- Short problem: Please repeat the items word for word, from their very first line through the line containing "[[[183,347],[183,343],[180,340],[180,317],[170,313],[170,347]]]", with both of those lines included.

[Dataset entries]

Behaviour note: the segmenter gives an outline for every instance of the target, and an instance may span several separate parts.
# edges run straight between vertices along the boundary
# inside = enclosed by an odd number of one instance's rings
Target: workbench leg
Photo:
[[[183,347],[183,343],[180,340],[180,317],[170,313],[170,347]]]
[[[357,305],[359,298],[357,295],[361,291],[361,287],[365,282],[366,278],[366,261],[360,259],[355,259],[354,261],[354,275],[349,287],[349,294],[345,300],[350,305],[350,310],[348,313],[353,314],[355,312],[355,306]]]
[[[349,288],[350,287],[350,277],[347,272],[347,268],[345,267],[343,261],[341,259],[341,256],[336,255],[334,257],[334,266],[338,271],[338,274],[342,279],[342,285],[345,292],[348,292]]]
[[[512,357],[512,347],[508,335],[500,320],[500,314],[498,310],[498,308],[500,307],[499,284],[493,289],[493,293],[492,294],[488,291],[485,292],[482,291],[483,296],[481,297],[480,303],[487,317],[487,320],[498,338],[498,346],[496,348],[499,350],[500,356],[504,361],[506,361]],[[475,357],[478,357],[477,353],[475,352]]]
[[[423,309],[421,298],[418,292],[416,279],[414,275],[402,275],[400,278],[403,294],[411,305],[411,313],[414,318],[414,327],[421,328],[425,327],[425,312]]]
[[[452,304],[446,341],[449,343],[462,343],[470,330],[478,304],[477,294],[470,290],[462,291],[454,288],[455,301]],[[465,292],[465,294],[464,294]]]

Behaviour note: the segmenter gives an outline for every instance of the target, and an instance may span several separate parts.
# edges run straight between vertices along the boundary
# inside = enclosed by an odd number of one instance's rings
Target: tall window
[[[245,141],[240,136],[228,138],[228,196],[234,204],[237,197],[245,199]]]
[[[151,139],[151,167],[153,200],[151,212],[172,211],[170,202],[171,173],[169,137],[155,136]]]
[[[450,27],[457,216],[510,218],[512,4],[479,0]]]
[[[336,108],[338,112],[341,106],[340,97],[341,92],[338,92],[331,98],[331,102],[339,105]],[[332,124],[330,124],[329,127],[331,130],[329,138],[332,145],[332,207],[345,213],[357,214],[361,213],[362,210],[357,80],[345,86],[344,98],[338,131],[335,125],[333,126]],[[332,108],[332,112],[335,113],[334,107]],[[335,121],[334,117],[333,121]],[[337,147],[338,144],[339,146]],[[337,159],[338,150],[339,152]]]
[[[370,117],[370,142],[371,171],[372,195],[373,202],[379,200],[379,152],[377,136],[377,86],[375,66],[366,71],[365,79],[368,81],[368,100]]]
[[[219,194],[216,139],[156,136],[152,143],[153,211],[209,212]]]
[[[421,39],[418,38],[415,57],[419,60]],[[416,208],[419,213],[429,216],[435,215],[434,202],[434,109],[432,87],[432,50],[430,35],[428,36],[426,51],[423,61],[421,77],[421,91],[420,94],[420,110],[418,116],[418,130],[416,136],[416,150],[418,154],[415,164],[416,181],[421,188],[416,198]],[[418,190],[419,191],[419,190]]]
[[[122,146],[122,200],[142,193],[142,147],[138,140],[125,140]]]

- Solution below:
Behaviour note: the segmenter gives an outline for every instance of the target, and an instance may span several separate parts.
# edges run straight between vertices along the boundary
# inside = enclosed by an odd number of one instance's rings
Target: workbench leg
Photo:
[[[183,347],[183,343],[180,340],[180,317],[170,313],[170,347]]]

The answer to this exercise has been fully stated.